◆ Task statement ◆
What is needed here is an exact copy of all the entries below.

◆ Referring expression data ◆
⁂

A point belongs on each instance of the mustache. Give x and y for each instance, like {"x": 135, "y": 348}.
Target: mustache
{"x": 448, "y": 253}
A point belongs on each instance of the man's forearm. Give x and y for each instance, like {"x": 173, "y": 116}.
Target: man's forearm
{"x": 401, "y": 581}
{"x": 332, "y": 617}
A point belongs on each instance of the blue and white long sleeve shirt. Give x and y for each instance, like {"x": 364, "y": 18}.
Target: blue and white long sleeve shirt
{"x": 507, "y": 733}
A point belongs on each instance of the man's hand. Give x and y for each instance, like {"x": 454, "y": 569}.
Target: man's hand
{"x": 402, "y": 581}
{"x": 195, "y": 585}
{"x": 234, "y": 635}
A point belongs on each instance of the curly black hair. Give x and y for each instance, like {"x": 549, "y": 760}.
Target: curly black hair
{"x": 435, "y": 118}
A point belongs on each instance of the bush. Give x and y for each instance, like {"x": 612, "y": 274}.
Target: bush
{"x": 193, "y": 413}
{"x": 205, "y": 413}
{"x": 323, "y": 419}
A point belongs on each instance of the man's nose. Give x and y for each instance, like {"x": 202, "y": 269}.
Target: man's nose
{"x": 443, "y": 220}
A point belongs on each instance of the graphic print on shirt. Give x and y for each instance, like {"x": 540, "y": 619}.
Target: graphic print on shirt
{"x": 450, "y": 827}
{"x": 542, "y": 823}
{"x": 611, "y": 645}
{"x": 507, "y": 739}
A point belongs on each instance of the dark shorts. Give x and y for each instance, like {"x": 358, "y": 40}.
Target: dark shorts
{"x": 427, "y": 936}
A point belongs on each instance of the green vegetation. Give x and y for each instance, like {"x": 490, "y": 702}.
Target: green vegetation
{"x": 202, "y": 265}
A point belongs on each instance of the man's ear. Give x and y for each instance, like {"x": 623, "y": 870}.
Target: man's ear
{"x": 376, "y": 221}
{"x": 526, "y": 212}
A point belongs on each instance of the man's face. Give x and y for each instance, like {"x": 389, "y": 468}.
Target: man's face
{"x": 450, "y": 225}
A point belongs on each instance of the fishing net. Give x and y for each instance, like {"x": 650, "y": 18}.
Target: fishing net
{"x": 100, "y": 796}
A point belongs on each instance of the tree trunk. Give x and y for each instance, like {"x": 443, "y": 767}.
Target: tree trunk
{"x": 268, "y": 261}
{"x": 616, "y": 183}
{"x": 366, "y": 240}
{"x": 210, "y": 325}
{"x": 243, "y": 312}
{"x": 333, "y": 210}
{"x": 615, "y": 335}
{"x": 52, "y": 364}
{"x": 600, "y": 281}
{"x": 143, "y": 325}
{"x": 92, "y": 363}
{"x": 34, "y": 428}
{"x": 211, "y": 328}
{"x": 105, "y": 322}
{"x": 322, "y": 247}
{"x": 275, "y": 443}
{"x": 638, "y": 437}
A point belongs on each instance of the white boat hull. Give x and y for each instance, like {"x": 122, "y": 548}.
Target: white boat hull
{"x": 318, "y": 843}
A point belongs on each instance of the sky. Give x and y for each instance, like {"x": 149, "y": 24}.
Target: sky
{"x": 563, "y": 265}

⁂

◆ Response box ◆
A point belongs on each instance of the mustache. Give x and y for each instance, like {"x": 135, "y": 348}.
Target: mustache
{"x": 448, "y": 253}
A point belongs on each instance of the man's forearm. Give x and y for each instance, like {"x": 173, "y": 116}.
Target: man's forearm
{"x": 401, "y": 581}
{"x": 332, "y": 617}
A point belongs on each instance of the blue and white long sleeve shirt. Give x and y for each instance, like {"x": 364, "y": 18}.
Target: blue and white long sleeve shirt
{"x": 507, "y": 733}
A point belongs on each instance of the man's hand. Give x and y for each instance, like {"x": 454, "y": 569}.
Target: man's hand
{"x": 402, "y": 581}
{"x": 195, "y": 585}
{"x": 234, "y": 635}
A point belongs on each instance of the curly black hair. Give x and y for each instance, like {"x": 549, "y": 760}.
Target: curly black hair
{"x": 435, "y": 118}
A point belongs on each instance of the bush. Give x and y for each instance, like {"x": 612, "y": 274}.
Target: bush
{"x": 193, "y": 413}
{"x": 205, "y": 413}
{"x": 323, "y": 419}
A point belongs on each instance of the man's nose. Give x and y for each instance, like {"x": 202, "y": 269}.
Target: man's nose
{"x": 443, "y": 220}
A point belongs on each instance of the graphic print on shirt. Give x and y for each instance, like {"x": 540, "y": 619}.
Target: graphic print on shirt
{"x": 450, "y": 827}
{"x": 542, "y": 823}
{"x": 611, "y": 645}
{"x": 507, "y": 739}
A point belongs on each instance of the dark shorts. Give x and y for each instance, like {"x": 358, "y": 40}.
Target: dark shorts
{"x": 427, "y": 936}
A point belongs on each instance of the green vegetation. Give x and y for each instance, like {"x": 490, "y": 702}.
Target: green vegetation
{"x": 202, "y": 265}
A point belongs on each instance of the man's ear. Give x and y for each instance, like {"x": 623, "y": 870}.
Target: man's ear
{"x": 376, "y": 221}
{"x": 526, "y": 212}
A point belongs on each instance of the man's face. Give x and y for each instance, like {"x": 389, "y": 468}.
Target: man's face
{"x": 450, "y": 225}
A point belongs on each instance of the fishing net. Give x and y for each instance, like {"x": 650, "y": 18}.
Target: fishing net
{"x": 100, "y": 796}
A point belongs on each instance of the tree trunk. Give x and y for each instance, like {"x": 443, "y": 767}.
Target: tree trunk
{"x": 268, "y": 261}
{"x": 616, "y": 183}
{"x": 366, "y": 240}
{"x": 210, "y": 325}
{"x": 243, "y": 312}
{"x": 333, "y": 210}
{"x": 615, "y": 335}
{"x": 52, "y": 364}
{"x": 600, "y": 281}
{"x": 143, "y": 325}
{"x": 92, "y": 363}
{"x": 34, "y": 428}
{"x": 211, "y": 328}
{"x": 105, "y": 322}
{"x": 322, "y": 247}
{"x": 275, "y": 443}
{"x": 638, "y": 437}
A point belongs on each instance of the white boat hull. Give x and y for each instance, like {"x": 122, "y": 548}.
Target: white boat hull
{"x": 318, "y": 843}
A point belongs on each instance of the sky. Give x and y for each instance, like {"x": 149, "y": 24}.
Target: sky
{"x": 563, "y": 265}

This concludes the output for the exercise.